D'autre part, un décret, adopté par le gouvernement wallon le 21 octobre 2021 et entré en vigueur le 1er novembre.

Seul un recours en annulation déposé auprès de la Cour constitutionnelle pourrait annuler ce décret.

Notre bon droit ne demandait d'ailleurs pas la suspension ou l'annulation du CST, selon l'avocate de l'association: "la juge a rendu une ordonnance par défaut car la Région Wallonne ne s'est pas présentée à l'audience; cette décision n'a pas pour effet de suspendre le CST", a déclaré Audrey Lackner.

L'association "reproche à ce CST d'avoir été institué en droit régional wallon d'une manière irrégulière à divers égards", a expliqué à l'AFP David Renders. Entre autres, "l'accord de coopération du 28 octobre 2021 n'a pas été soumis à l'autorité de protection des données" (APD) alors qu'il aurait dû l'être en vertu Règlement général sur la protection des données (RGPD) européen.

Dans sa décision, le tribunal prend en compte ce grief, écrivant dans sa décision qu'il "constate la contrariété apparente de l'Accord de coopération du 14 juillet 2021 tel que modifié par l'accord de coopération du 28 octobre 2021 (...) au droit supranational de l'Union européenne, et singulièrement au RGPD".

Dans sa décision, le tribunal de première instance reproche également au CST de "créer des discriminations, notamment entre les personnes vaccinées, celles qui ont un certificat de guérison et les personnes non-vaccinées", de ne pas tenir compte "des personnes qui ne peuvent pas se faire vacciner en raison de leur handicap, de leur état de santé, de leur âge, etc" et alerte sur "le risque d'accoutumance" - que l'usage du CST soit étendu à d'autres maladies, par exemple.

════

**CONSIGNES DE TRAVAIL**
[1] Remplacez « Cour constitutionnelle » par « Conseil d'État » dans le passage du document source qui va de « D'autre part, un » à « données (RGPD) européen. », puis recopiez ce passage.
[2] D'après le document source, de quand date l'accord de coopération qui n'a pas été soumis à l'autorité de protection des données ?

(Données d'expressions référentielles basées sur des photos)
════

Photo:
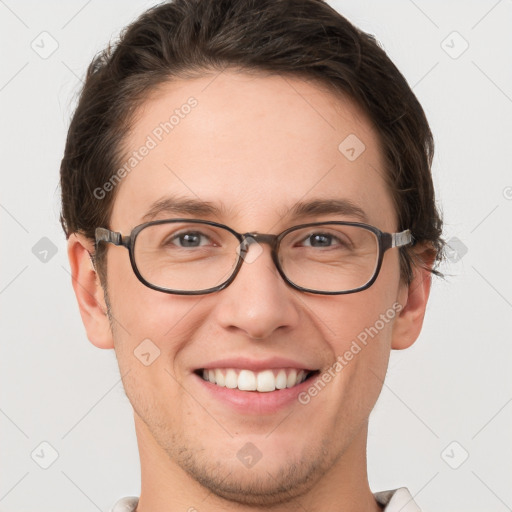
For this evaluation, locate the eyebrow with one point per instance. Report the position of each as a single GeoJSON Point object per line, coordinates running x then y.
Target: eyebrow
{"type": "Point", "coordinates": [174, 205]}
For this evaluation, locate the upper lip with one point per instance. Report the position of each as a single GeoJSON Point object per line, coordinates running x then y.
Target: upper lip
{"type": "Point", "coordinates": [257, 365]}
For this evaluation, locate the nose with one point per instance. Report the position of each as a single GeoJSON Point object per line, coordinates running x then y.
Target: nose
{"type": "Point", "coordinates": [258, 301]}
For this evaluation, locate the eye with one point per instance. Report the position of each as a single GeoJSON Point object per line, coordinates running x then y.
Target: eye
{"type": "Point", "coordinates": [324, 240]}
{"type": "Point", "coordinates": [186, 239]}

════

**RÉSULTATS DE L'EXERCICE**
[1]
D'autre part, un décret, adopté par le gouvernement wallon le 21 octobre 2021 et entré en vigueur le 1er novembre.

Seul un recours en annulation déposé auprès de la Conseil d'État pourrait annuler ce décret.

Notre bon droit ne demandait d'ailleurs pas la suspension ou l'annulation du CST, selon l'avocate de l'association: "la juge a rendu une ordonnance par défaut car la Région Wallonne ne s'est pas présentée à l'audience; cette décision n'a pas pour effet de suspendre le CST", a déclaré Audrey Lackner.

L'association "reproche à ce CST d'avoir été institué en droit régional wallon d'une manière irrégulière à divers égards", a expliqué à l'AFP David Renders. Entre autres, "l'accord de coopération du 28 octobre 2021 n'a pas été soumis à l'autorité de protection des données" (APD) alors qu'il aurait dû l'être en vertu Règlement général sur la protection des données (RGPD) européen.

[2] Du 28 octobre 2021.